> _Document_:
⁂
Unsevered family and domestic ties are also the subject of derision in his early poetry:
 
Sketch 48b. 11
At the age of 27
Its home mail is still opened by its maternal parent
And its office mail may be opened by its parent of the opposite gender.
It is an officer,
        and a gentleman,
                and an architect.
 
 
 
But when Pound's not posturing, or being the satirist, his feelings about leaving his homeland are actually full of  deep, if displaced, sentiment. Compare The Exile's Letter, and the Four Poems of Departure from _Cathay_:
 
    Now the high clouds cover the sun
    And I can not see Choan afar
    And I am sad.
 
Many years later,  during WWII, in one of the broadcasts, Pound starts to reminisce about his father and his job at the mint, and his mother and her Quaker family, who considered themselves superior to his father's family, and about his uncle, and the black woman who was their cook, better than any French chef, and the black man who helped out around the house, but was often to be found playing checkers on the cracker barrel ...  I don't have the text here at hand to quote from, but its a rather poignant passage in which Pound seems to be almost talking to himself, his radio audience overhearing him, and he's wondering what it is in "my psychology," he says, that caused these memories of his family to come to him.
 
Those points define a periphery. 
 
Pound the public man, the poet-pampheleteer whose subject is the destructive power international money exerts over nations, may seem to have lost sight of his "geneological base", as you put it, and may seem, for all the rapid shifting of time and place that occurs in the Cantos, to be "rootless".  But Pound's constant return to the simple tangible things to be found in the marketplace  -- food, leather goods, cattle, sheep, tongs, wagon wheels-- and his frequent excerpting of the simple, understandable, homely, non-specialist language of ancient statutes governing domestic commerce and trade, are sure indications that the concerns of "the average citizen" are never far from his mind. Pound began his career aiming for the elitist immortality of the bard. But as his vision matured, he came to want to leave behind a work that might do something to preserve the American consitution and to make American democracy immortal... a "paradiso terrestre".  
 
Tim Romano
----- Original Message ----- 
  From: bob scheetz 
  To: [log in to unmask] 
  Sent: Saturday, February 26, 2000 10:05 PM
  Subject: Re: tim romano & exile
 
 
  tim romano writes:
  >...forced exile is a grievous separation from friend and kin, and loss of identity.
⁂
> _Recorded data_:
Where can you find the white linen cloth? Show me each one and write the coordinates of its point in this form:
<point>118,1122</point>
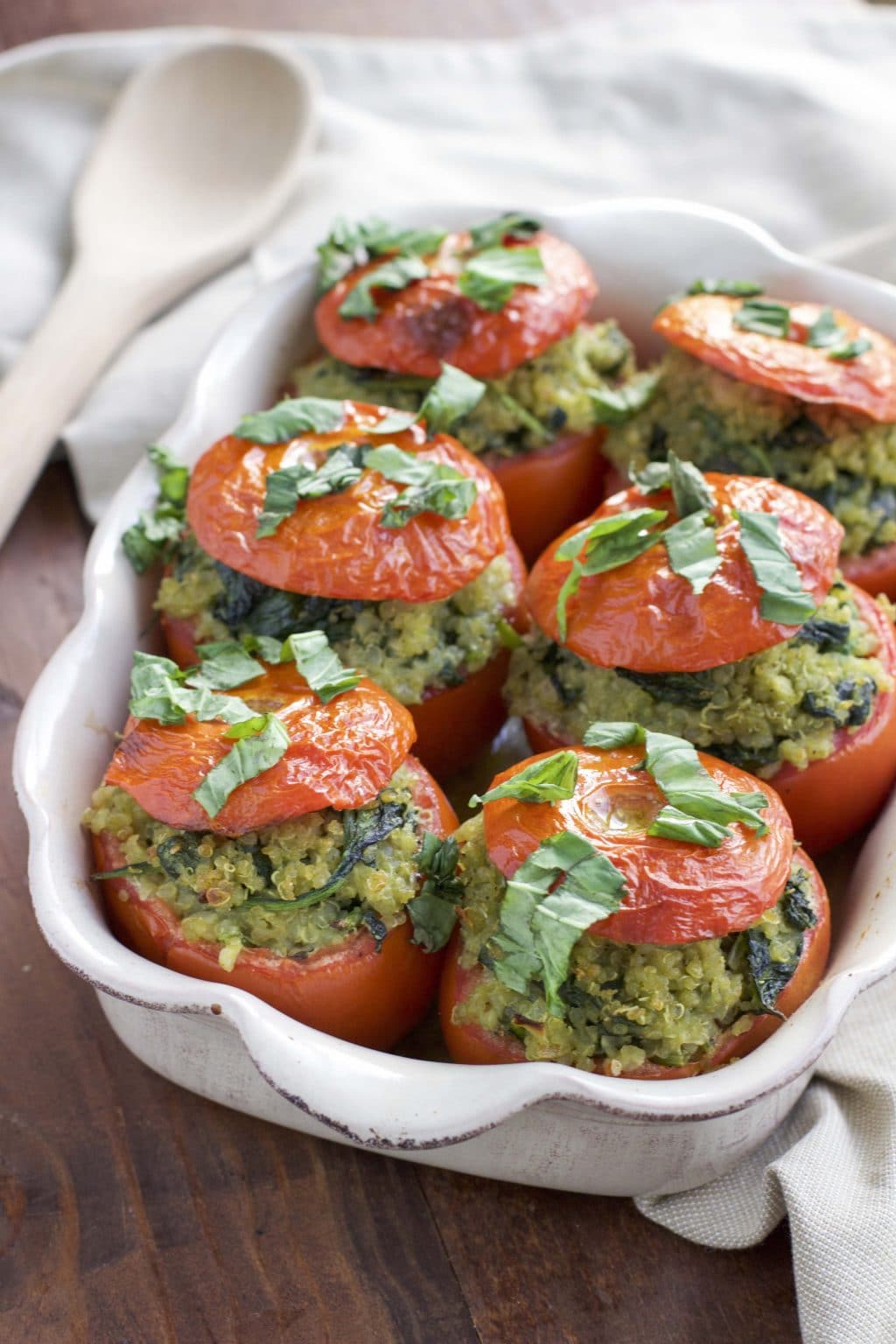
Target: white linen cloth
<point>785,113</point>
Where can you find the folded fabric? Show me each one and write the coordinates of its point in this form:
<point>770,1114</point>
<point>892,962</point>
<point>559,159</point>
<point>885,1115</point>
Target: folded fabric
<point>782,113</point>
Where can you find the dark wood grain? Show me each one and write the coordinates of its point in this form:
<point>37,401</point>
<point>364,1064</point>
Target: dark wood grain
<point>132,1211</point>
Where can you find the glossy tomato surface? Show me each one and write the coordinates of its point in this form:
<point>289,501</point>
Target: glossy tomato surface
<point>336,546</point>
<point>645,617</point>
<point>676,892</point>
<point>703,324</point>
<point>550,488</point>
<point>469,1043</point>
<point>430,321</point>
<point>354,990</point>
<point>339,756</point>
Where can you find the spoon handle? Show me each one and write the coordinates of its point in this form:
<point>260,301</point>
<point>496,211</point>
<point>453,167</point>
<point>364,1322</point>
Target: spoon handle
<point>89,320</point>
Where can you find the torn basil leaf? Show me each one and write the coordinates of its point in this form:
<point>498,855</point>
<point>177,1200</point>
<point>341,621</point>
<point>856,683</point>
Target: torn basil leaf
<point>763,316</point>
<point>286,486</point>
<point>433,910</point>
<point>560,890</point>
<point>150,539</point>
<point>248,759</point>
<point>396,273</point>
<point>491,276</point>
<point>615,406</point>
<point>783,597</point>
<point>511,225</point>
<point>543,781</point>
<point>326,674</point>
<point>291,416</point>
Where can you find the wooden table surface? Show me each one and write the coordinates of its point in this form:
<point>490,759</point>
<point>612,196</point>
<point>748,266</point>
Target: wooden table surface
<point>133,1211</point>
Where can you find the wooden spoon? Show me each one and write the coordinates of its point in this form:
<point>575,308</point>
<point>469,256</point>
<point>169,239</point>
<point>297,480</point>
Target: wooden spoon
<point>196,159</point>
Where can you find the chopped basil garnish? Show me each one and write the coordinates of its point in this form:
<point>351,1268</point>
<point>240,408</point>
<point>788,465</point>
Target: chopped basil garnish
<point>326,674</point>
<point>734,288</point>
<point>690,792</point>
<point>614,406</point>
<point>433,913</point>
<point>763,316</point>
<point>396,273</point>
<point>783,597</point>
<point>543,781</point>
<point>152,536</point>
<point>301,481</point>
<point>291,416</point>
<point>491,276</point>
<point>434,486</point>
<point>560,890</point>
<point>850,350</point>
<point>262,747</point>
<point>511,225</point>
<point>607,543</point>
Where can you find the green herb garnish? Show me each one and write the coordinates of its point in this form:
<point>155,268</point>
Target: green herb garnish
<point>543,781</point>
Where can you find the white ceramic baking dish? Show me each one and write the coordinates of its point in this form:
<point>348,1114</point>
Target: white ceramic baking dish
<point>540,1124</point>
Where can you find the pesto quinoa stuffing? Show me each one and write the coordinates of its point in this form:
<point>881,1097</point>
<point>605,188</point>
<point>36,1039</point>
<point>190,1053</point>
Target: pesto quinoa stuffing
<point>531,406</point>
<point>407,648</point>
<point>625,1003</point>
<point>840,458</point>
<point>783,704</point>
<point>207,879</point>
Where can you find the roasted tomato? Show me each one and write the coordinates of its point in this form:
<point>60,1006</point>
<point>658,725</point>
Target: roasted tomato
<point>336,546</point>
<point>352,990</point>
<point>430,320</point>
<point>703,326</point>
<point>830,800</point>
<point>547,489</point>
<point>648,619</point>
<point>469,1043</point>
<point>340,756</point>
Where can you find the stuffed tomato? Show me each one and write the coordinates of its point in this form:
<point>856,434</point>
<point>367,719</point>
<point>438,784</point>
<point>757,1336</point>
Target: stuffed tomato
<point>280,839</point>
<point>712,608</point>
<point>508,304</point>
<point>634,909</point>
<point>391,541</point>
<point>797,391</point>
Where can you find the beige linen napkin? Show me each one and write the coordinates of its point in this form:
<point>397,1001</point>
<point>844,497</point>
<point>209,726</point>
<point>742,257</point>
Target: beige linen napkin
<point>783,113</point>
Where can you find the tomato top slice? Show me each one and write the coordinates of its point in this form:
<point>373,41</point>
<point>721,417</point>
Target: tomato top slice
<point>676,892</point>
<point>703,324</point>
<point>431,321</point>
<point>645,617</point>
<point>340,756</point>
<point>335,546</point>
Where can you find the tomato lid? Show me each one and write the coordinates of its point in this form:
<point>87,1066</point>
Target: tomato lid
<point>676,892</point>
<point>645,617</point>
<point>703,324</point>
<point>339,756</point>
<point>336,546</point>
<point>431,320</point>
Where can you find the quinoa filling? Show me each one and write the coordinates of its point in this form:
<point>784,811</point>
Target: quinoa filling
<point>236,892</point>
<point>627,1003</point>
<point>840,458</point>
<point>409,648</point>
<point>780,706</point>
<point>522,411</point>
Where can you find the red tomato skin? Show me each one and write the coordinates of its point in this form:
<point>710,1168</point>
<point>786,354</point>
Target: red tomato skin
<point>644,617</point>
<point>676,892</point>
<point>430,323</point>
<point>352,992</point>
<point>833,799</point>
<point>335,546</point>
<point>472,1045</point>
<point>703,326</point>
<point>550,488</point>
<point>340,754</point>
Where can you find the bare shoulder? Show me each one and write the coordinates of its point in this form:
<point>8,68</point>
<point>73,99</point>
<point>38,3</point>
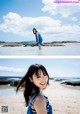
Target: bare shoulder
<point>40,99</point>
<point>40,105</point>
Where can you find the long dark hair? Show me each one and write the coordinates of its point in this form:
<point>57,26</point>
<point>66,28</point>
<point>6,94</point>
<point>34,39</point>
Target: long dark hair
<point>29,87</point>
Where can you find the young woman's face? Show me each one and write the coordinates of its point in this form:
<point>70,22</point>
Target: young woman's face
<point>41,80</point>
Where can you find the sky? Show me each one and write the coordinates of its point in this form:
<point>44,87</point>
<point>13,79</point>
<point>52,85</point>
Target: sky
<point>61,67</point>
<point>55,22</point>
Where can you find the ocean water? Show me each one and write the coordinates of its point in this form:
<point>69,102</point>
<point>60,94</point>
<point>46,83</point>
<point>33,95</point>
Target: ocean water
<point>8,90</point>
<point>72,50</point>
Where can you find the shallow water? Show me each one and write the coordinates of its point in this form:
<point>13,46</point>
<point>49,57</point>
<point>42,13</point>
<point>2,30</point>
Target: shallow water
<point>72,50</point>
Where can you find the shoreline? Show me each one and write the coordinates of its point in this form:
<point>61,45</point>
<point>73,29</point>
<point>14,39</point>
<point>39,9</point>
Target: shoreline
<point>54,43</point>
<point>58,95</point>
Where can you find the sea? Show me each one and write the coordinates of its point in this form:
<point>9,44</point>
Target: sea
<point>8,90</point>
<point>68,50</point>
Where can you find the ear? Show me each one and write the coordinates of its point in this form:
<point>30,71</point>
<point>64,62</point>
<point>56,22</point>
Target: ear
<point>30,79</point>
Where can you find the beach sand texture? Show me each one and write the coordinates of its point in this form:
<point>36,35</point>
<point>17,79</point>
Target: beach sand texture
<point>64,100</point>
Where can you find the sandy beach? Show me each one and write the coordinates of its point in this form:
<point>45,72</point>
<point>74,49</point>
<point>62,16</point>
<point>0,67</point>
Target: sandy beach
<point>65,100</point>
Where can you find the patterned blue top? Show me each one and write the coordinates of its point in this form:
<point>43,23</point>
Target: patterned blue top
<point>31,109</point>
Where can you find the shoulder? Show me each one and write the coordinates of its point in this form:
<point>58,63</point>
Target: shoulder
<point>40,99</point>
<point>40,104</point>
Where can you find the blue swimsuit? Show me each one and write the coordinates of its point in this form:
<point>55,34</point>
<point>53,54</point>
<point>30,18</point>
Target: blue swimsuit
<point>31,109</point>
<point>39,39</point>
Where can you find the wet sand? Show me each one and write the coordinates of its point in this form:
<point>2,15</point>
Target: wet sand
<point>65,100</point>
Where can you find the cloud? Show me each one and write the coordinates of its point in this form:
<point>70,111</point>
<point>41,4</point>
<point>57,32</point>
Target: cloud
<point>64,9</point>
<point>22,26</point>
<point>11,69</point>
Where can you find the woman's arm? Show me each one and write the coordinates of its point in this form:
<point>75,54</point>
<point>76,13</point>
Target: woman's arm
<point>40,105</point>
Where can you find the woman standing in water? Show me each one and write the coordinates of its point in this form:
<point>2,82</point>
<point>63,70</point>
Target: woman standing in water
<point>38,37</point>
<point>35,81</point>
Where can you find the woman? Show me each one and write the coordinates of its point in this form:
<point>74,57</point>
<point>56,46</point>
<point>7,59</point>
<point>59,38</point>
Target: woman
<point>38,37</point>
<point>35,81</point>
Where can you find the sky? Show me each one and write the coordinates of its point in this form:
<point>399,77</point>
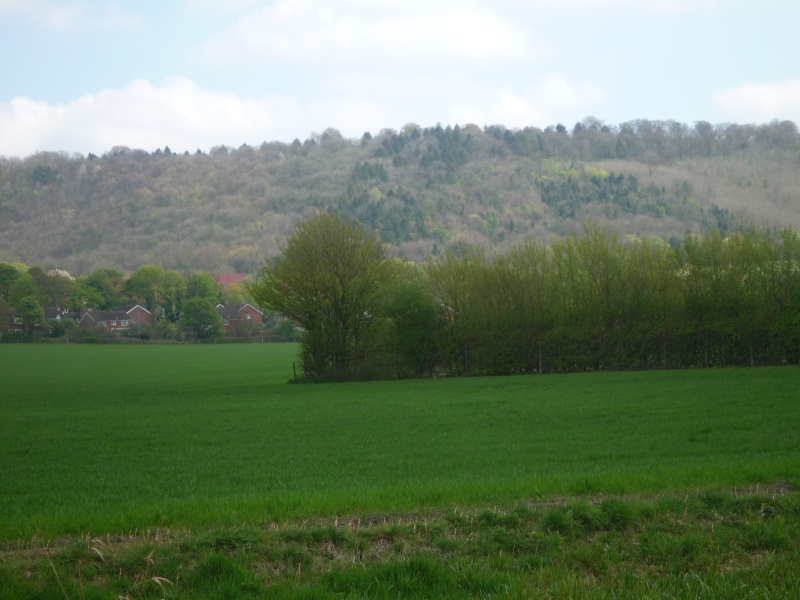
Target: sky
<point>83,76</point>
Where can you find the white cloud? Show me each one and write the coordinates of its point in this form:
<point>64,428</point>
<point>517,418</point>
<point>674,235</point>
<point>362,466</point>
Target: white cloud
<point>638,5</point>
<point>555,98</point>
<point>760,103</point>
<point>176,113</point>
<point>310,30</point>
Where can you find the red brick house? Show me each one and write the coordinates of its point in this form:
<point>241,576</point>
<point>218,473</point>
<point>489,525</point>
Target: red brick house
<point>240,320</point>
<point>119,320</point>
<point>226,279</point>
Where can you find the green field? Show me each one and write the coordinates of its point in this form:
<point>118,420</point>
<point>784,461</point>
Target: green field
<point>130,440</point>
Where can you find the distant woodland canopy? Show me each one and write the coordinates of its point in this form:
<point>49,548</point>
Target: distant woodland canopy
<point>588,302</point>
<point>424,190</point>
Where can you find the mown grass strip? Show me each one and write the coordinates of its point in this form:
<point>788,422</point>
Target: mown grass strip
<point>696,545</point>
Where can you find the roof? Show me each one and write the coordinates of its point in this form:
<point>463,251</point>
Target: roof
<point>233,313</point>
<point>229,278</point>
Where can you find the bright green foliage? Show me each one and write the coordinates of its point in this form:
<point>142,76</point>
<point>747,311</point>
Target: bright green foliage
<point>107,285</point>
<point>202,285</point>
<point>200,318</point>
<point>328,280</point>
<point>594,302</point>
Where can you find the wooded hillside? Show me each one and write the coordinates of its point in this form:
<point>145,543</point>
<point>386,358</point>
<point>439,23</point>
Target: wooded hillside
<point>421,189</point>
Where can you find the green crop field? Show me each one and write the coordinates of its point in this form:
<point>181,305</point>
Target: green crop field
<point>112,442</point>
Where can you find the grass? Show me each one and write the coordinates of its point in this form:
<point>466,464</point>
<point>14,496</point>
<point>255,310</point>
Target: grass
<point>196,471</point>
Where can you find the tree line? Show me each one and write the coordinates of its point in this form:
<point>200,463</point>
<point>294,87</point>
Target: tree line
<point>592,301</point>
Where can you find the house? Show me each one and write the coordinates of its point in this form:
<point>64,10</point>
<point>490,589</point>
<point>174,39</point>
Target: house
<point>119,320</point>
<point>60,314</point>
<point>240,320</point>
⁂
> _Goal of the exercise_:
Please pick up the text on Pound and exile after its last line and continue writing it.

> _Reply to the exercise_:
   
  tim,
      yeh,...egregiously absent in ep,  homesickness
  ...signifying? home & kin bore no meaning for him ?
  ...signifying no geneological base,
  prinicple of structure or coherence.
  wouldn't that make for a rootless, shallow poetry;
  as it would, a person?  
  ...a kinda "california poetry", 
  ie, quintessentially "american" (in the sardonic sense),
  all novelty and technique?
  and indeed, doesn't his "adams cantos" america seem 
  got from books? stilted?...even more than his cathay?
 
  but, supreme irony, (as adorno pt'd out) odysseus
  is the archetypal bourgeois.  hero-ideal of a 
  gk merchant society aborning.  
  in contrast to achilles' noble absolutes, magnanimity,
  odysseus is all cunning and trickery
  ...instrumental reason
  ...very much  "the donald" or  "bill gates" or "the jew".
 
  so...while joyce uses the archetype to great effect, 
  it seems to me ep's odysseus is ultimately incoherent.
 
  whadaya think?
 
  bob
 
 
 
    -----Original Message-----
    From: Tim Romano <[log in to unmask]>
    To: [log in to unmask] <[log in to unmask]>
    Date: Thursday, February 24, 2000 9:47 PM
    Subject: Re: tim romano & exile
 
 
    Bob,
    You're right to say that Pound's "more the adventurer", at least as a young man. He paganizes, if you will, the exile theme in his translation of The Seafarer, turning it into a rejection of the comforts and security of the "burghers" while extolling with much bravado the open sea-road. But in OE elegies, that's not at all how the exile theme is portrayed: forced exile is a grievous separation from friend and kin, and loss of identity. There, the theme of exile usually ends in a renunciation of "this life". As an old man, Pound's comes close to this kind of renunciation.